Exercise task → Render the rows below as a two-column CSV with the headers "row_text" and "answer", one line for each row. Put each row's text and its answer in a single quoted field, and turn every line break inside a field into a space.

[Position identification records]
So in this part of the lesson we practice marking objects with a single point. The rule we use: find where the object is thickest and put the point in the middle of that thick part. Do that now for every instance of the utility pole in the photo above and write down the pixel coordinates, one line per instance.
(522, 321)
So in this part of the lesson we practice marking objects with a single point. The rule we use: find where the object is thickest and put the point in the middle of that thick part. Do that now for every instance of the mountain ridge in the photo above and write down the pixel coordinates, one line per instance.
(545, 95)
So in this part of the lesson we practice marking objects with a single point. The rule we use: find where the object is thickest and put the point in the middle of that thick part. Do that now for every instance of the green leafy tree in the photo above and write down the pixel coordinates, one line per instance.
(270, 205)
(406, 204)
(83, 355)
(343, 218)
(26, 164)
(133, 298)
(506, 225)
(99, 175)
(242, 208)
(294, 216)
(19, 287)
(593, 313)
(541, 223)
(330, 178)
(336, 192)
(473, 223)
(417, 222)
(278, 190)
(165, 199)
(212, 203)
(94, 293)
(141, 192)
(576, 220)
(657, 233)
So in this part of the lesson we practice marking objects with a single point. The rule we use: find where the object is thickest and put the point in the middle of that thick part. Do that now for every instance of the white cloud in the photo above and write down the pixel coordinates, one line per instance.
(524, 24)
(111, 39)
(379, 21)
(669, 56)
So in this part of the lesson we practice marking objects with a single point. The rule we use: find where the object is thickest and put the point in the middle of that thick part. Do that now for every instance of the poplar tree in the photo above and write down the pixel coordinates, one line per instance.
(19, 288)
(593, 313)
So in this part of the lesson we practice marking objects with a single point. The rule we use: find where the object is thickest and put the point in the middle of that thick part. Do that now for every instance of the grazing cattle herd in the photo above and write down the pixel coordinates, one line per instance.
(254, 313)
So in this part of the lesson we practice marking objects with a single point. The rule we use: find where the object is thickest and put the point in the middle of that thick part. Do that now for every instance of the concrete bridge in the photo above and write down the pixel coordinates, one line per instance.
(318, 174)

Written answer →
row_text,answer
"So in this part of the lesson we practice marking objects with a single point. The rule we use: find where the object is thickest and put the point in the middle of that thick part. Do that now for every instance of the utility pole in the photo above and write down the pixel coordinates, one line per instance.","(522, 321)"
"So in this part of the lesson we practice marking objects with a single point. The rule we use: find where the object is thickest and put the point in the middle of that thick part. Do that now for every instance of the mountain ridge in the photo above and write down the pixel coordinates, one line per instance.","(545, 95)"
"So in this part of the lesson we practice marking objects with a single point. The rule we use: find where the object is thickest and put the point in the middle of that thick part. Do that now for every instance of the green leafy tree in the photo above and write down the pixel coordinates, one line per instance.","(270, 205) (406, 204) (83, 355) (343, 218) (26, 164) (133, 298) (506, 225) (99, 175) (242, 208) (294, 216) (19, 287) (593, 313) (541, 223) (330, 178) (336, 192) (473, 223) (417, 222) (278, 190) (165, 199) (212, 203) (94, 293) (141, 192) (576, 220) (657, 233)"
"So in this part of the lesson we practice marking objects with a single point. The rule we use: find where the object is thickest and put the point in the middle of that thick part. Do that now for every instance of the white cloud in the photo above and write down the pixel coordinates, one line per instance.","(524, 24) (111, 39) (379, 21) (669, 56)"
"So in this part of the lesson we practice marking objects with a single point. The rule we use: find where the object is thickest and put the point in the middle of that thick part. Do that now for every instance of the poplar tree in the photo above and write down the pixel coordinates, one line per instance.","(19, 288) (593, 313)"
"So in this part of the lesson we practice marking objects with a single point. The rule we use: find where the object is thickest and put the point in the middle of that thick part. Do that now for every instance of the grazing cattle herd in the photo above and write down the pixel coordinates, one line per instance.","(254, 313)"
"So in this part of the lesson we practice marking objects with a single point. The rule we use: find where the object is thickest and put the point in the middle of that thick part. Do that now for every instance of the concrete bridge in the photo above and write down the pixel coordinates, one line per instance.","(318, 174)"